:: TASK INPUTS

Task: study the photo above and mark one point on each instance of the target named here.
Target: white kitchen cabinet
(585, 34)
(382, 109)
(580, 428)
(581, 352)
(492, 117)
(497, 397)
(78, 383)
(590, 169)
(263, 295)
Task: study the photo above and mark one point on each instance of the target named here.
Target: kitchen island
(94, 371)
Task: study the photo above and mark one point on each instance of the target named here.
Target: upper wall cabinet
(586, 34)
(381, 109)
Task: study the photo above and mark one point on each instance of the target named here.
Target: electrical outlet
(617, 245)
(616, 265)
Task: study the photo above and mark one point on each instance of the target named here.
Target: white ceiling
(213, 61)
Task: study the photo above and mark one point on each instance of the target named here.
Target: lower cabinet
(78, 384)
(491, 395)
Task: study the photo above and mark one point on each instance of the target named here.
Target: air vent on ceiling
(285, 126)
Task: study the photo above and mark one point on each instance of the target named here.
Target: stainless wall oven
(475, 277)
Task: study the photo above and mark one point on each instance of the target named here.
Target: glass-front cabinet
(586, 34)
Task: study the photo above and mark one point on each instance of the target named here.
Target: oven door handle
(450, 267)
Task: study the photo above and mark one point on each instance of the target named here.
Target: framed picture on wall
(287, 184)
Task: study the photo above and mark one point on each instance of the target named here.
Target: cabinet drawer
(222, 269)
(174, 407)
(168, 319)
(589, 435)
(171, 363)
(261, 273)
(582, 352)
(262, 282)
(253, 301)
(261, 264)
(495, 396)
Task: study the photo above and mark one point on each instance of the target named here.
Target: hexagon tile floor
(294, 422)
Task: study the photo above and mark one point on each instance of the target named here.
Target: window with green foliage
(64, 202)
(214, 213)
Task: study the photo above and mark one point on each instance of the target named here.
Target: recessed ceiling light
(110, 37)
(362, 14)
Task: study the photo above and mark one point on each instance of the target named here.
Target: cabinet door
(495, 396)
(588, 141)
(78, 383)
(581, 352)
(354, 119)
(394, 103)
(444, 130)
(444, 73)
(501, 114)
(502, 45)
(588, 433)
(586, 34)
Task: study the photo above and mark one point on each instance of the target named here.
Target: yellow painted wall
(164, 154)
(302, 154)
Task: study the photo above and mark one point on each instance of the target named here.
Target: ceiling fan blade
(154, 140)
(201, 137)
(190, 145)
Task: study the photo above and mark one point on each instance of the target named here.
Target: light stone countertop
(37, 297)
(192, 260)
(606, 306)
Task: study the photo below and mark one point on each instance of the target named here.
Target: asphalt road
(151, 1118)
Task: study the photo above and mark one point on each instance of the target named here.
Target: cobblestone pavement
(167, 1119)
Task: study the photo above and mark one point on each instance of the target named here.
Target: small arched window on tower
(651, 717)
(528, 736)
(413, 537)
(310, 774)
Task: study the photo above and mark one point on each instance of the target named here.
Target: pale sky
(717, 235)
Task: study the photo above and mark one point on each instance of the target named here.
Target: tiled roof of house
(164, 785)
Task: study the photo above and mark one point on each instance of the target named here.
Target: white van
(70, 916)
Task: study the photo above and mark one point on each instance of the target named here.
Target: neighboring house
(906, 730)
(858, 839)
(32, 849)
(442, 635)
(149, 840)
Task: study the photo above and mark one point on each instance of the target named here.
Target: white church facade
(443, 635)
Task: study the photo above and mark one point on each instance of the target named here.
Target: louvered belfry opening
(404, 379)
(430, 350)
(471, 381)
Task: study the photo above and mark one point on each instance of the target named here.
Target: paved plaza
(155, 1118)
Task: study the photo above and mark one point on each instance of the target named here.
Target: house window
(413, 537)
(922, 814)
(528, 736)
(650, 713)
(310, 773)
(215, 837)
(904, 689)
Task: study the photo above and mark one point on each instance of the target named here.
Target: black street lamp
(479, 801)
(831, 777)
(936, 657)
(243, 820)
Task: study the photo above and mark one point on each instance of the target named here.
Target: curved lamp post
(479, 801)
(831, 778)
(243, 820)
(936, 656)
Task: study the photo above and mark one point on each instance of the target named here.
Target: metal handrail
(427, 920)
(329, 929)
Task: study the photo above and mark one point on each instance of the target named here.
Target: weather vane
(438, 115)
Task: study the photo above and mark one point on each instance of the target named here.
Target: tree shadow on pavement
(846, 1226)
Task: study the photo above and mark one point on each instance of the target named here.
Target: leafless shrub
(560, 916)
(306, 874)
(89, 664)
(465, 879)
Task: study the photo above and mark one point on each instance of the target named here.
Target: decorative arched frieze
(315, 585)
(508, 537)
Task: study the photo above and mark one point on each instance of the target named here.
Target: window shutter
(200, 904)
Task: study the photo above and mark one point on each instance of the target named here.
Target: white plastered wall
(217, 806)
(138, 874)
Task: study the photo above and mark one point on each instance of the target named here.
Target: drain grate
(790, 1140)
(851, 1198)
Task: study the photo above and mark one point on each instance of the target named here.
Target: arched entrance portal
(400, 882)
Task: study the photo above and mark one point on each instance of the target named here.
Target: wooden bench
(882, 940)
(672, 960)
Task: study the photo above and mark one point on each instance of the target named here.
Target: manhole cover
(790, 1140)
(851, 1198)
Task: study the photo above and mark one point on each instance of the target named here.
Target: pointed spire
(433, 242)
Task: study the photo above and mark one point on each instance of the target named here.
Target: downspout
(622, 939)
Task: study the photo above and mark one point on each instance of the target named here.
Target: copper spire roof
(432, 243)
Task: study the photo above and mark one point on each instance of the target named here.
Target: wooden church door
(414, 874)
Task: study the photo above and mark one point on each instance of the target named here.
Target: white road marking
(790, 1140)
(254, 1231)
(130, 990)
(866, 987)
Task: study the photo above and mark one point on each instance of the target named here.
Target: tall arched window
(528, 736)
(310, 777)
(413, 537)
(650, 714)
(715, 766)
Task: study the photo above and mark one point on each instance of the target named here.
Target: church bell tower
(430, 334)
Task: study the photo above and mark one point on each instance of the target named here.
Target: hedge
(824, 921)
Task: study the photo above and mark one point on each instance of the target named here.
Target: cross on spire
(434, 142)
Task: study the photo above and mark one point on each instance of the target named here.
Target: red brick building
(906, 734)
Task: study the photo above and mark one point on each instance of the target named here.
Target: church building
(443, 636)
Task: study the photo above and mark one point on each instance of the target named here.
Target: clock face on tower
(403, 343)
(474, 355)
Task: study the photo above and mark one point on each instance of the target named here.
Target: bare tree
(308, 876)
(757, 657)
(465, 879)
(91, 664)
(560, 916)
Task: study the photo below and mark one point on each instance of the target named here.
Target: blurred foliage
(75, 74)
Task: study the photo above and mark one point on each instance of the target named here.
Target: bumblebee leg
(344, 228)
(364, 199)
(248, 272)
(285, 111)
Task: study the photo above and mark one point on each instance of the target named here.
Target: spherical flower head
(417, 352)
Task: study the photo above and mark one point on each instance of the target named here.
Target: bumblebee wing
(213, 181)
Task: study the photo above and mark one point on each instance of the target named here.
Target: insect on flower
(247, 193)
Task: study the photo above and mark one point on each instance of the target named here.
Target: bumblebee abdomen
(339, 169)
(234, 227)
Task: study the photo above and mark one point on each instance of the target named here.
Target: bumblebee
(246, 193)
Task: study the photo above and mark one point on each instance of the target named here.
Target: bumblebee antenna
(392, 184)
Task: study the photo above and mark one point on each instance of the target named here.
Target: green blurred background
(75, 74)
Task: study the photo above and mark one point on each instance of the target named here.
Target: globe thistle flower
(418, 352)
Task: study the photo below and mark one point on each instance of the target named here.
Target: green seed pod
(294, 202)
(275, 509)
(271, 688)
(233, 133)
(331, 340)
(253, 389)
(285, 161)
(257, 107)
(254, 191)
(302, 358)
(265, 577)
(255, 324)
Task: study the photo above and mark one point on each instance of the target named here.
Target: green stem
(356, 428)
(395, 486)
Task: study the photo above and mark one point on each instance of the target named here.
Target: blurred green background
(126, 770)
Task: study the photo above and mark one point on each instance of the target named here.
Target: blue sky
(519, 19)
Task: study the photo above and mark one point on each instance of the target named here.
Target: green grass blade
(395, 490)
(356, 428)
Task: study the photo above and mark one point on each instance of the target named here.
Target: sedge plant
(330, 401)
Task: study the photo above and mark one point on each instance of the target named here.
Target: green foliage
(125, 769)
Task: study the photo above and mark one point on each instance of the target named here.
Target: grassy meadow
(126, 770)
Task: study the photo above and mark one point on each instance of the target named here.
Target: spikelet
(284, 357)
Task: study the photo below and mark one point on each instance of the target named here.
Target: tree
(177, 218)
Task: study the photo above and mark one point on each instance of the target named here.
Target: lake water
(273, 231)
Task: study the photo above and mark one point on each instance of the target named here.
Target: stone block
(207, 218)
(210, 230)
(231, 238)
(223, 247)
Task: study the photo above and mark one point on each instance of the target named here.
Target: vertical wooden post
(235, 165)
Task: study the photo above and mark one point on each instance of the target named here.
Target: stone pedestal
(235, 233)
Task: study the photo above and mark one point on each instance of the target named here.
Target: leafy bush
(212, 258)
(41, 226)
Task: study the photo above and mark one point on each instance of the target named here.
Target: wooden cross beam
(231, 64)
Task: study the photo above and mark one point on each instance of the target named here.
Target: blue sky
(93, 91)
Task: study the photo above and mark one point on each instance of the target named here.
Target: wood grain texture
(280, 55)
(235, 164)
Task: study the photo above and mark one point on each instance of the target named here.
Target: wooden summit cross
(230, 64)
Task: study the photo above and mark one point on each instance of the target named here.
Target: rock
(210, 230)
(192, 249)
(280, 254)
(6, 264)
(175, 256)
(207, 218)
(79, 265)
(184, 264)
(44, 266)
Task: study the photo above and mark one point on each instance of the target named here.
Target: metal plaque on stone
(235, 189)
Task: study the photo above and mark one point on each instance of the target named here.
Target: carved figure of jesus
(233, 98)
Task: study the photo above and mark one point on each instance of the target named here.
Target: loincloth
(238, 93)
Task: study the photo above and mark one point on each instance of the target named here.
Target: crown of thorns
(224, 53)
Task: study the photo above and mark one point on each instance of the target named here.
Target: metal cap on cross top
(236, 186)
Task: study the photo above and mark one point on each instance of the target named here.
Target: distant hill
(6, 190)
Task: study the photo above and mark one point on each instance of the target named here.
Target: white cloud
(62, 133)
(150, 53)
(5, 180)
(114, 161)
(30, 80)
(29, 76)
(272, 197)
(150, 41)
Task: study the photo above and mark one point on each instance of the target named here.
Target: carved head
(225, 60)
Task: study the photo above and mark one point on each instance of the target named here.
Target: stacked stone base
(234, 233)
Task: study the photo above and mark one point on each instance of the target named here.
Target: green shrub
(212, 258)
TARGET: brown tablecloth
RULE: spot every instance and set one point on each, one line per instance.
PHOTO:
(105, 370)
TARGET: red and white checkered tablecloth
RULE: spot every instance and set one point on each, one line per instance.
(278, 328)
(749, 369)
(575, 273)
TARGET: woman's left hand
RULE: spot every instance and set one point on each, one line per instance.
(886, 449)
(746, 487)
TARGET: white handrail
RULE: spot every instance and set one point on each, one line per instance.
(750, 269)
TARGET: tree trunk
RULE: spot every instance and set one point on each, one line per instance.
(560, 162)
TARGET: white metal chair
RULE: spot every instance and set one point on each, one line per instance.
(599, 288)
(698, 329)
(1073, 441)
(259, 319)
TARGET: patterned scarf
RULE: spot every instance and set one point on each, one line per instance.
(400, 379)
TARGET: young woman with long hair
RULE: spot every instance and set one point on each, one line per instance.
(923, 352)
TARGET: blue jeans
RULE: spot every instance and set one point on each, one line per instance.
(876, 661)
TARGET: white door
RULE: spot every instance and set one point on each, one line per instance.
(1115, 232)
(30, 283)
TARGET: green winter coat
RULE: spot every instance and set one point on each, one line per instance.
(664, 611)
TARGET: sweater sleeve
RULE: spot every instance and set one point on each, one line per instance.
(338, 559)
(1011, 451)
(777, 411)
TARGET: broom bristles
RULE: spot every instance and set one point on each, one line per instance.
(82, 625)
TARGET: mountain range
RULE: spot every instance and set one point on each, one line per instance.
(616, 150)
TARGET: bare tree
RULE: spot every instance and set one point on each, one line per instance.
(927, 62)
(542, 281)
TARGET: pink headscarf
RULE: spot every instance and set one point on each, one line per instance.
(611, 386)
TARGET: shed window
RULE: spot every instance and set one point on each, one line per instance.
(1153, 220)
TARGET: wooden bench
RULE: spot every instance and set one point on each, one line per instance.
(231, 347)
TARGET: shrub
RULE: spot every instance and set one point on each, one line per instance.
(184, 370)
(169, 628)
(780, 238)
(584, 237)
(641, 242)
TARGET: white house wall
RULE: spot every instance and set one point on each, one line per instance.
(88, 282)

::::

WHAT THE TASK REQUIRES ▸
Repeat exactly the lines from the one containing "TARGET: white door" through the last line of the records above, both included, and nothing else.

WRITTEN ANSWER ▸
TARGET: white door
RULE: spot every instance and set one point on each, one line per instance.
(1115, 232)
(30, 283)
TARGET: green winter coat
RULE: spot every instance and set one point on each, one line per instance.
(664, 611)
TARGET: sweater sleeve
RULE: spot every instance and set one point on each, one line per instance.
(338, 559)
(1011, 451)
(777, 411)
TARGET: broom bristles
RULE: spot every instance and set one point on each, one line per instance.
(82, 625)
TARGET: mountain range
RULE: spot every instance and set one point on each, one line per instance.
(616, 150)
TARGET: bare tree
RULE: spot every instance and set one point on each, one line per instance.
(927, 62)
(542, 281)
TARGET: pink headscarf
RULE: spot every instance and set one point on each, one line per instance.
(611, 386)
TARGET: shed window
RULE: spot every instance and set one point on each, one line per instance.
(1153, 220)
TARGET: wooden bench
RULE: spot every instance and set one point on each, one line per instance.
(231, 347)
TARGET: shrub
RULE: spot every instance and set one point on each, one line per instance.
(184, 370)
(169, 628)
(780, 238)
(584, 237)
(641, 242)
TARGET: white house wall
RULE: spot every instance and set one point on each, one line per instance.
(88, 282)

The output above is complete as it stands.